• INSTRUCTION: Rewrite the records below, changing each "set a point" to "place a marker" and leaving everything else unchanged.

☆ ☆ ☆

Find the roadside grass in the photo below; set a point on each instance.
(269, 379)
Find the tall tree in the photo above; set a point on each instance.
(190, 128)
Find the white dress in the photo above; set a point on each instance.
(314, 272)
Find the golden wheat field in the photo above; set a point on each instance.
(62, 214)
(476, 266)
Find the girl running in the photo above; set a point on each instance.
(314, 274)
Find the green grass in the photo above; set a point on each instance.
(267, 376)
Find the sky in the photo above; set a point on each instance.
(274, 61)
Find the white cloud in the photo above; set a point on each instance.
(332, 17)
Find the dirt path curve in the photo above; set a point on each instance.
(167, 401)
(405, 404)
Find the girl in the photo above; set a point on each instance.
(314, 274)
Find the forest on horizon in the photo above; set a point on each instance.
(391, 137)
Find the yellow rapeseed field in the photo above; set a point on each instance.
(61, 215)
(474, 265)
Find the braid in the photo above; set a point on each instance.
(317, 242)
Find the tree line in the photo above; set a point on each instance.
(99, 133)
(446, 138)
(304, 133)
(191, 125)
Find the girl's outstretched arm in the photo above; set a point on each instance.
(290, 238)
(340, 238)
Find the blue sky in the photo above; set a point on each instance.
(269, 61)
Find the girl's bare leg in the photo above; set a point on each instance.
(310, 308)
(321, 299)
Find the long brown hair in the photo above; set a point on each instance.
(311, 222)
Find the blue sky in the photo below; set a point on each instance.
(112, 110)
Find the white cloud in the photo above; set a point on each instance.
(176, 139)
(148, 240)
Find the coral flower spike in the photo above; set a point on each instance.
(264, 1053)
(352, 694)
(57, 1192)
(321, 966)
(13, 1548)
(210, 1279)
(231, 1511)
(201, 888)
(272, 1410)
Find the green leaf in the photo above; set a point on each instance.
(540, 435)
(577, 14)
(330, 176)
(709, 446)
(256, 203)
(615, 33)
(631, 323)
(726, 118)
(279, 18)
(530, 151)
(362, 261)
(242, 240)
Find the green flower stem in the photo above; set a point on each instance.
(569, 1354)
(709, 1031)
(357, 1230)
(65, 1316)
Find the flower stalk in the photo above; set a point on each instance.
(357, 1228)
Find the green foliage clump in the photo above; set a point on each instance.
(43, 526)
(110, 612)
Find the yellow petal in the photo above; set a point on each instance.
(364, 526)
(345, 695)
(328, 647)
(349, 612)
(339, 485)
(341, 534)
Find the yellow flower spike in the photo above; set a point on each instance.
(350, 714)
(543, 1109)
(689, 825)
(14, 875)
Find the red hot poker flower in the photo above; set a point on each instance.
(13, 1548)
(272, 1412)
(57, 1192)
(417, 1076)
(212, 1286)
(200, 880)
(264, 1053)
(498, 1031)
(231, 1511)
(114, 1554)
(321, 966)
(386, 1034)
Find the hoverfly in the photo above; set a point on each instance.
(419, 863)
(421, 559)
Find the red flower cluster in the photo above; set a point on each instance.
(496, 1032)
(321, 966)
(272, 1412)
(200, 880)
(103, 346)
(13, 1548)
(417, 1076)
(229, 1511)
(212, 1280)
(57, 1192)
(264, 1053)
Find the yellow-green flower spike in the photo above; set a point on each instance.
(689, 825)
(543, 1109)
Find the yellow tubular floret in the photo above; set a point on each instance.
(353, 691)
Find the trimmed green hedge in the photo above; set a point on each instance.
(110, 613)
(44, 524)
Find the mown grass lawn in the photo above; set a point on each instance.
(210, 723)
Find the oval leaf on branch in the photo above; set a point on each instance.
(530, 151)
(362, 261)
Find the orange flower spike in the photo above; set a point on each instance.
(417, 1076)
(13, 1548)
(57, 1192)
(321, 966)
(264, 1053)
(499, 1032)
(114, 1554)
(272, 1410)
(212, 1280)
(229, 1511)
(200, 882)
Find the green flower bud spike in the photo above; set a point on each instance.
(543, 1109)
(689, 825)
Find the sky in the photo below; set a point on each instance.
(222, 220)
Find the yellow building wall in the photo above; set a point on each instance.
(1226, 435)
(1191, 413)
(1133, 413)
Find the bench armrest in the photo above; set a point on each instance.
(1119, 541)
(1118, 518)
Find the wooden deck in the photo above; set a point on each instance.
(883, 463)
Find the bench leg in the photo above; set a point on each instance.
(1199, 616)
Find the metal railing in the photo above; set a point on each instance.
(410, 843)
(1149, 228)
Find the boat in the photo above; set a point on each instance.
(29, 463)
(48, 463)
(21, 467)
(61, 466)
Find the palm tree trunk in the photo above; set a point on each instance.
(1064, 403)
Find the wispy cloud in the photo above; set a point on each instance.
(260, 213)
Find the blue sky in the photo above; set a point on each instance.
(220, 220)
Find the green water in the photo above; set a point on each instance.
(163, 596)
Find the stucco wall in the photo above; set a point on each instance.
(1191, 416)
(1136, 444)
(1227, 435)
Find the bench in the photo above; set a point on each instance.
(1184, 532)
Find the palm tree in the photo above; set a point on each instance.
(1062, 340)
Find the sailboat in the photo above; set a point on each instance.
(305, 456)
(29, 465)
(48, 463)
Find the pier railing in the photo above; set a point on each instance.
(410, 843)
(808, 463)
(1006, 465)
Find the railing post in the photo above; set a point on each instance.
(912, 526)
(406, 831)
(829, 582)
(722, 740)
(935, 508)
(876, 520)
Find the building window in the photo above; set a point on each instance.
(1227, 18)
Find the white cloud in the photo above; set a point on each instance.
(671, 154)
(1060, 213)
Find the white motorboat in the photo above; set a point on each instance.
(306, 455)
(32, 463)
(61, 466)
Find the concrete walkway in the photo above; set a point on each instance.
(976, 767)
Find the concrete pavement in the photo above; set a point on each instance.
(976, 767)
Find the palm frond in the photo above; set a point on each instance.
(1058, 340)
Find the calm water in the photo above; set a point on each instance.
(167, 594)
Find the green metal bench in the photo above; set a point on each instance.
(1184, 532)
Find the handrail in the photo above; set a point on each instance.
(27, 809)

☆ ☆ ☆

• WORKED ANSWER:
Find the roadside grass in the photo below; place a marker on each instance.
(269, 379)
Find the tall tree in the photo above; place a marker on each instance.
(190, 128)
Find the white dress in the photo above; place a marker on each instance.
(314, 272)
Find the golden wheat field in the photo above; place a marker on each instance.
(62, 214)
(476, 266)
Find the girl running in the photo above; place a marker on each instance.
(314, 274)
Find the green grass in the photo above; place a marker on each instance.
(267, 376)
Find the sky in the photo above; place a marker on each instance.
(274, 61)
Find the white cloud in the photo above; place a marker on each instance.
(332, 17)
Find the dirt path curve in the photo above; place a marker on each instance.
(167, 401)
(405, 404)
Find the girl in the photo above; place a marker on each instance.
(314, 274)
Find the forest on horizon in the photo above; place a marker on each instance.
(391, 137)
Find the yellow rapeseed field in the photo above; place a marker on each instance.
(61, 215)
(474, 265)
Find the braid in the photo above; place a marker on each instance.
(317, 242)
Find the tree line in the photo above; place a marker on each instance.
(99, 133)
(446, 138)
(304, 133)
(191, 125)
Find the girl's outstretched arm in the photo above; place a marker on each instance.
(290, 238)
(340, 238)
Find the blue sky in the photo above; place a marker on each instance.
(269, 61)
Find the girl's bare leg in the photo above; place a marker on each instance.
(310, 308)
(321, 299)
Find the long brown hair in the photo above; place a marker on each instance.
(311, 222)
Find the blue sky in the photo below; place a marker on each instance.
(112, 110)
Find the white cloud in the photo above; place a marker on each instance.
(176, 139)
(148, 240)
Find the coral flower spike in the photo above; place a marker on each instance.
(264, 1053)
(352, 694)
(57, 1192)
(321, 966)
(13, 1548)
(210, 1279)
(231, 1511)
(201, 888)
(272, 1410)
Find the green leaf in the photo above; place a marker on each instance.
(540, 435)
(577, 14)
(330, 176)
(709, 446)
(256, 203)
(615, 33)
(631, 323)
(726, 118)
(279, 18)
(530, 151)
(362, 261)
(242, 240)
Find the green flower stem in the photo above; place a marker on each instance.
(569, 1354)
(709, 1031)
(357, 1230)
(65, 1316)
Find the flower stalk in the photo above; place a marker on each instance.
(357, 1228)
Find the green foliage clump in the photo above; place a marker on each instance.
(43, 526)
(110, 612)
Find the yellow petal in the photo above; place a marker on each instance.
(364, 526)
(345, 695)
(328, 647)
(349, 612)
(339, 485)
(341, 534)
Find the yellow flower spike in the photo above; place a marker on each instance.
(350, 714)
(543, 1109)
(689, 825)
(14, 875)
Find the red hot poker flower in the photo above; place a marker on each instance.
(13, 1548)
(272, 1412)
(57, 1192)
(417, 1076)
(212, 1286)
(200, 880)
(264, 1053)
(498, 1031)
(231, 1511)
(114, 1554)
(321, 966)
(386, 1034)
Find the hoverfly in the photo above; place a marker on each instance.
(419, 863)
(421, 559)
Find the red flower cluster in the photo above; place a marker on each instance.
(496, 1032)
(321, 966)
(272, 1412)
(200, 880)
(103, 346)
(13, 1548)
(417, 1076)
(229, 1511)
(212, 1280)
(57, 1192)
(264, 1053)
Find the yellow-green flower spike in the photo above; place a marker on each instance.
(689, 825)
(543, 1109)
Find the yellow tubular floret in the photo above; place a marker on each instance.
(353, 691)
Find the trimmed green hedge in the photo above; place a marker on each instance.
(110, 613)
(44, 524)
Find the mown grass lawn in the photo above; place a marker on each instance.
(210, 723)
Find the oval leaf on branch in the photo above; place a marker on each instance.
(530, 151)
(362, 261)
Find the orange flower spike in the photo above; place a marker on each instance.
(417, 1076)
(13, 1548)
(57, 1192)
(321, 966)
(264, 1053)
(499, 1032)
(114, 1554)
(272, 1410)
(212, 1280)
(229, 1511)
(200, 882)
Find the green flower bud spike in the photo above; place a marker on each instance.
(543, 1109)
(689, 825)
Find the sky in the photo below; place a marker on each instance.
(222, 220)
Find the yellow building wall in the photo above; place a marker on each instance.
(1226, 435)
(1191, 413)
(1133, 413)
Find the bench armrest in the photo above; place a marker on each instance.
(1119, 541)
(1118, 518)
Find the wooden deck in the photo above; place a marker on each instance.
(883, 463)
Find the bench leg in the photo above; place a marker on each instance.
(1199, 616)
Find the metal railing in the photo above; place a marker on each instance.
(410, 843)
(1149, 228)
Find the boat in the photo above; place a marker on each instance.
(29, 463)
(48, 463)
(21, 467)
(61, 466)
Find the palm tree trunk in the photo above; place a marker on each instance.
(1064, 403)
Find the wispy cloud in the photo above; place a marker on each instance.
(260, 213)
Find the blue sky in the photo above; place a marker on each instance.
(220, 220)
Find the green water in the photo above; place a marker on each instance.
(163, 596)
Find the stucco wall in the photo above; place a marker on each instance.
(1191, 416)
(1136, 444)
(1227, 435)
Find the bench in the photo above; place a marker on each instance.
(1184, 532)
Find the palm tree in the photo above; place a marker on each instance.
(1062, 340)
Find the sailboat in the photo above; place a marker on each instance.
(305, 456)
(29, 465)
(48, 463)
Find the pier railing in the photo above; place a marker on each instance.
(410, 843)
(808, 463)
(1006, 465)
Find the railing post in the photo above; place a marker on each instance.
(912, 526)
(406, 831)
(829, 582)
(722, 740)
(935, 508)
(876, 520)
Find the building window in the photo above; place a marker on each instance.
(1227, 18)
Find the white cloud in the photo above; place a marker on each instance.
(671, 154)
(1060, 213)
Find the white motorboat in the photo above; place a marker on each instance.
(306, 455)
(32, 463)
(61, 466)
Find the concrete walkway in the photo above; place a marker on each instance.
(976, 767)
Find the concrete pavement in the photo above; place a marker on each instance.
(976, 767)
Find the palm frond in the photo above; place a marker on each instance.
(1058, 340)
Find the calm water in the photo above; place a marker on each instance.
(167, 594)
Find the green metal bench in the photo above; place a marker on each instance.
(1184, 532)
Find the handrail in the photo above; place a marker on each instance.
(27, 809)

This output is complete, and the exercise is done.